Return every record verbatim, omitting all pictures.
▬▬▬▬▬▬▬▬▬▬
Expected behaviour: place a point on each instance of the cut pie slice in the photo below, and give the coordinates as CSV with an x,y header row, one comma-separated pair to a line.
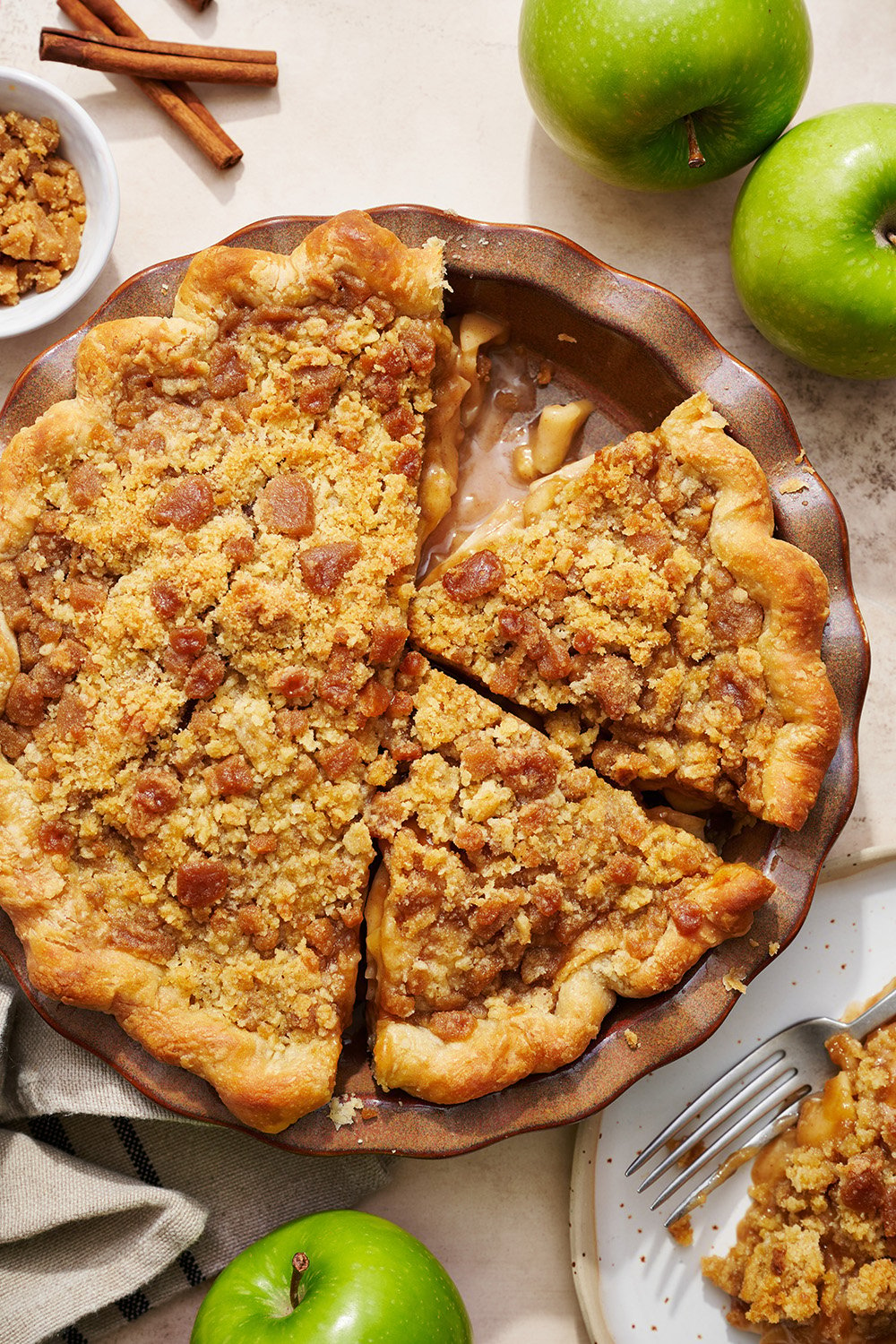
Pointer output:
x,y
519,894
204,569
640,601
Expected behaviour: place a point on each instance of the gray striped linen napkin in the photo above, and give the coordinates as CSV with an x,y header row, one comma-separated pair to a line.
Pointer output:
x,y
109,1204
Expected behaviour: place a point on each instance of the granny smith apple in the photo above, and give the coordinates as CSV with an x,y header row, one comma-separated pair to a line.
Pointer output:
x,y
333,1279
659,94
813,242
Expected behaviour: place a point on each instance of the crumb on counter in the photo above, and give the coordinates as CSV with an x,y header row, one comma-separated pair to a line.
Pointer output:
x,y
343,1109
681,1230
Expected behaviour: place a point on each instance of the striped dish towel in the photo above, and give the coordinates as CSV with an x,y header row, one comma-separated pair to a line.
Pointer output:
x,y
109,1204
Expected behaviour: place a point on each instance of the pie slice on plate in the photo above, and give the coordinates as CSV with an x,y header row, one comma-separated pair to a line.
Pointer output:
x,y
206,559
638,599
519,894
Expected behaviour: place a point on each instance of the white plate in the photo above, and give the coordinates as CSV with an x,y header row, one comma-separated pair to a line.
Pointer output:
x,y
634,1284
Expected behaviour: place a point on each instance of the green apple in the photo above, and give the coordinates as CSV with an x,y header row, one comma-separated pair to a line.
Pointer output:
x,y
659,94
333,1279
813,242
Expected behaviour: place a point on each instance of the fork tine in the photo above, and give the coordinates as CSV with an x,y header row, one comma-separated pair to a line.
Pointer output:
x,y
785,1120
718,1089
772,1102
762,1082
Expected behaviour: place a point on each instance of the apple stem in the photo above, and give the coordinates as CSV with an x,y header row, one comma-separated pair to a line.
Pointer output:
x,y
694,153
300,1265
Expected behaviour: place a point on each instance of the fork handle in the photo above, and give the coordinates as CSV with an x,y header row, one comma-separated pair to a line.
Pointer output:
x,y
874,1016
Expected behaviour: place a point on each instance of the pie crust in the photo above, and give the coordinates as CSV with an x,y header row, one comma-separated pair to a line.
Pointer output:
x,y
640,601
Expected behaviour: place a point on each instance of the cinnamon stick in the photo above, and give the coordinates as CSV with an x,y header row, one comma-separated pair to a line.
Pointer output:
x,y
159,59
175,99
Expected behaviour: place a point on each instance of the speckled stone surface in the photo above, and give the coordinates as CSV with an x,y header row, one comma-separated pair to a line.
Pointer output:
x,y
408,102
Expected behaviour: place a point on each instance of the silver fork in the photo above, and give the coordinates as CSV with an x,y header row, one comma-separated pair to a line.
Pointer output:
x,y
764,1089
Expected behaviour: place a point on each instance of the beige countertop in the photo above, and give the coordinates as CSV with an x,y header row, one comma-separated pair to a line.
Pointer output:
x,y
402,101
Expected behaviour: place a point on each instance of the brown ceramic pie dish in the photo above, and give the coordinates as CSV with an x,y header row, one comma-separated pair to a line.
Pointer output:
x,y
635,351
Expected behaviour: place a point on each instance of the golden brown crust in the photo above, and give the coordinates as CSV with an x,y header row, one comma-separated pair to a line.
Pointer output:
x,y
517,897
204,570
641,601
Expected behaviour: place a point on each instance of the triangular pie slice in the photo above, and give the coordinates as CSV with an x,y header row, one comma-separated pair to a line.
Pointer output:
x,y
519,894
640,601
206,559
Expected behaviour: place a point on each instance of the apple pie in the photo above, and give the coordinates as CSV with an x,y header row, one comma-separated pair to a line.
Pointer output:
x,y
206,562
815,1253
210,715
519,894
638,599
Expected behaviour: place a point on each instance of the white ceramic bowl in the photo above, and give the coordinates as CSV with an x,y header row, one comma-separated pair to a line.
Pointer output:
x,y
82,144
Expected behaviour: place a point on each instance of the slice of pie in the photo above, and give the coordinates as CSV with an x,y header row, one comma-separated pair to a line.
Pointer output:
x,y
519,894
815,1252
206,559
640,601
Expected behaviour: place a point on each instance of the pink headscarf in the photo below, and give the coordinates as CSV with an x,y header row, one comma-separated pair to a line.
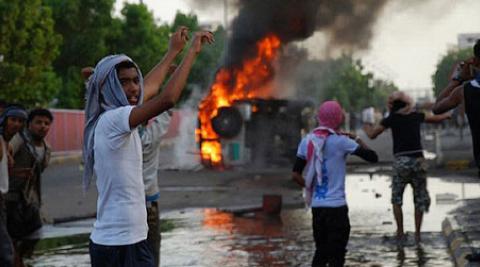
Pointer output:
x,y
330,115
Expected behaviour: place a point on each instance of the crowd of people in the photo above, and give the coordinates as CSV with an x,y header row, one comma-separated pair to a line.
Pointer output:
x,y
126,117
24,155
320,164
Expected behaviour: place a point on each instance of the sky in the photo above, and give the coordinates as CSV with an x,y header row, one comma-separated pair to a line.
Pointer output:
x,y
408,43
▬▬▬▬▬▬▬▬▬▬
■ ANSWER TO THIS EXERCISE
Expected behaviour: place a point on each instance of the cut pie slice in the photo below, and give the coordinates as CSV with an x,y header row, one comma-separated pair to a line.
Pointer output:
x,y
519,894
204,569
640,601
Expected behaviour: place a point on each instance of the gray striped linen napkin in the photo above, and give the coordinates as CSV with an x,y header row, one comma-separated pair to a line.
Pointer output:
x,y
109,1204
Expected behaviour: place a point on each instance of the granny smith apple in the photo above, and give the coordinates as CSV with an x,y header row, one comma-separated pair to a line.
Pointer output:
x,y
333,1279
659,94
813,242
Expected behaviour: place a point on each instance of the crumb on counter in the photo above, and give the coordinates as CSV with an x,y header row, one comma-separated pair to a line.
Pointer output:
x,y
343,1109
681,1230
Expected behaviour: place a point on each instance of the striped dish towel in the photo above, and give the coordinates as CSV with an x,y header row, one comma-separated pair to a line.
Pointer output:
x,y
109,1204
Expected behaviour: place a point on each instance of the pie slice on plate in the photo above, and give the coordinates as CSV with an x,y header row, one comma-separated pair to a line.
Pointer output:
x,y
206,559
638,599
519,894
Expected behaviour: place a point on each instance of the white plate in the photo above, and give the coordinates as CSV with an x,y header row, one comma-separated pair to a line.
Pointer output:
x,y
634,1284
Expected behaviour: place a point on each instance of the green apple in the photo above, and give the coordinates as CSV with an x,y header row, one comma-separated pair to a line.
Pointer output:
x,y
659,94
333,1279
813,242
Expected behaviour: place a point on each instance of the fork tine in the photo above, and give the coordinates as CSV with an x,y header row, one comma-separated pair to a line.
Pointer output:
x,y
785,1120
718,1089
772,1102
762,1082
Expected behaviour: place a point on each instance of the apple stem in the photo above, and give the coordinates as CSV with an x,y header row, one comma-separated pair to a line.
Pointer output:
x,y
694,153
300,1265
Expected behaviour: place a point on each instance of the fork handle in the photo above, and give the coordinates as CSV with an x,y header row, one comma-separated pair to a line.
Pointer output:
x,y
874,1016
Expected behaviour: place a point on each instance of the pie crust in the photo above, and give the coordinates as CSV with an x,y header row, one comma-separated pair to a line.
Pointer output:
x,y
640,601
Expected behaviour: place a point on each instance of the cinnamon stick in the photo above, and give the coordinates as CSV with an x,y header row, one comma-separated pair to a line.
Pointer output:
x,y
159,59
175,99
Expected behaviour: place a point on each instance of the speckled stone surface in the photo above, and give the coordinates as CSV with an x,y header row, one comma-separated pair to a line.
Pointer output:
x,y
408,102
Expected behaviour: place a point on each instance of the silver fork in the photo above, and give the coordinates as CSV with an x,y header row, one comma-separated pair to a line.
Pointer output:
x,y
764,1089
Expected behaviour: place a point on each instance of the beige countertop in the photo above, and give the coordinates as CSV with an x,y header row, one comma-separated pair to a line.
Pointer output:
x,y
402,101
Expected behaviour: place a point on each instance of the brown ceramic pie dish in the photo above, and give the coordinates as CSV with an x,y header row, one comma-separated pair to a line.
Pointer output:
x,y
635,351
Expected behaviour: place a point on each instance of the golden brown crust in the photo above, and give the coordinates as CSV with an x,y header row, one comma-separated pair to a line.
Pointer output:
x,y
517,897
204,570
641,601
Expected behaviour: place a point on each instance of the triangular pie slice in the photo above, and give the coordinates as CSV with an x,y header row, one comma-separated pair to a line.
Pointer output:
x,y
519,894
640,601
206,559
Expected behaviour: place a point on each instance of the apple pie in the photo above, and give the coordinates as CSV with an x,y header row, one comma-separated pair to a line.
Pointer output:
x,y
206,562
815,1253
210,715
519,894
638,599
Expected behaviour: place a point on each instance of the white ceramic bowl in the photo above, and give the coordinates as CSV with an x,y header row, one comma-separated pair to a line.
Pointer output:
x,y
82,144
Expected behaviour: place a point on each instance of the slice of pie in the photo above, and give the coordinates as CSV with an x,y header row, one comma-separated pair to a line.
Pointer output:
x,y
519,894
815,1252
206,559
640,601
Expected behaviour: place a point on each instance of the pink headscarf in the photo below, and give the coordinates as CSV with an x,y header row, one comma-separated pair to a line.
Pointer output:
x,y
330,115
Expected behaviour: place a point on each instance of the crowd of people in the photo above, and give the coordinates as CSV with an x,y header row, one comma-separated pair to a line.
Pointer output:
x,y
126,117
24,155
320,164
Expected behaviour: place a point on each instance of the sky in the photo above, and give the coordinates as CSV with an x,y header row, one comma-separated pair to a line.
Pointer output:
x,y
408,43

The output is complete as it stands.